== TASK DESCRIPTION ==
Update the stretch from the line containing "Report one point per instance of the man's" through the end of the items, replacing "dappled sunlight" with "patchy sunlight" and returning those lines with nothing else changed.

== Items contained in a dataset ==
==================================================
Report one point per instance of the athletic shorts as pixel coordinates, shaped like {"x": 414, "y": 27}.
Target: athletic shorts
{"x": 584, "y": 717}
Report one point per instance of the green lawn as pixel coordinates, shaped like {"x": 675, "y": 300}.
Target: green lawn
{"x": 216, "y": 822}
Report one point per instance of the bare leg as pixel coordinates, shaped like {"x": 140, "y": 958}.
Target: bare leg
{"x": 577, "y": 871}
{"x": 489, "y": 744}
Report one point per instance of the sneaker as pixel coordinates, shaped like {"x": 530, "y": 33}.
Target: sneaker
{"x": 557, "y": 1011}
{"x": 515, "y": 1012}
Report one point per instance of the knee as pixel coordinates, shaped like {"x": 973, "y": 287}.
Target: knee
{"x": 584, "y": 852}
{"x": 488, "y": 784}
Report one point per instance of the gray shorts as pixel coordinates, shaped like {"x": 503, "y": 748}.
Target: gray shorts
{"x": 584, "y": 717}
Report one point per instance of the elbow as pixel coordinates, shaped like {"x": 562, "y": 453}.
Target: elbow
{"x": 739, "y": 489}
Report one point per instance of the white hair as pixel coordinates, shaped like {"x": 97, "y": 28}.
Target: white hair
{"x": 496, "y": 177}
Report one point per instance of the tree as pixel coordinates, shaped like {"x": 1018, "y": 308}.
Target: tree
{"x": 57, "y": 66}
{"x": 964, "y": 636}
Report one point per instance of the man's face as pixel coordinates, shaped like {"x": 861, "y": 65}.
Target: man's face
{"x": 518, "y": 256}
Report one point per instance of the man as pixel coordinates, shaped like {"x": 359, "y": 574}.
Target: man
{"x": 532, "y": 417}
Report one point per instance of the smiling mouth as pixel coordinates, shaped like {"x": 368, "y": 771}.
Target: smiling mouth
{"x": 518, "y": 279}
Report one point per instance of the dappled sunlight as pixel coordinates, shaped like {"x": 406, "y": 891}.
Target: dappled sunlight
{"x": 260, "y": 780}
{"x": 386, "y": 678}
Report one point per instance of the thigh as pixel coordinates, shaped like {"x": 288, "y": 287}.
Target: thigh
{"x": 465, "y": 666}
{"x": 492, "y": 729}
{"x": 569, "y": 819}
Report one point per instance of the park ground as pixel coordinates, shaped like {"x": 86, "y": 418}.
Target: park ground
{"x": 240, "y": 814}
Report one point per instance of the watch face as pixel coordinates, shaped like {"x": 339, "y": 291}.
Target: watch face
==================================================
== EXERCISE SOLUTION ==
Report one point per instance of the man's face as pixel coordinates, shaped like {"x": 861, "y": 65}.
Target: man's face
{"x": 518, "y": 256}
Report one point per instance of the man as pixel coordinates, shaped like {"x": 359, "y": 574}.
Target: man
{"x": 532, "y": 417}
Report one point per instance of the smiling mouth as pixel coordinates, shaped like {"x": 368, "y": 771}.
Target: smiling mouth
{"x": 518, "y": 279}
Report one point per instance of the patchy sunlight as pixel coordinates, shaped like {"x": 406, "y": 891}.
Target: patchy sunlight
{"x": 260, "y": 780}
{"x": 386, "y": 678}
Report one point per instance of the thigh as pixel coordinates, shaped like {"x": 288, "y": 287}.
Target: thigh
{"x": 465, "y": 666}
{"x": 492, "y": 729}
{"x": 569, "y": 819}
Report one point per instance of the park ground as pixel coordinates, shaped like {"x": 86, "y": 418}.
Target: park ground
{"x": 240, "y": 814}
Report one point per instance of the watch face as pixel coordinates, shaped like {"x": 339, "y": 291}.
Target: watch face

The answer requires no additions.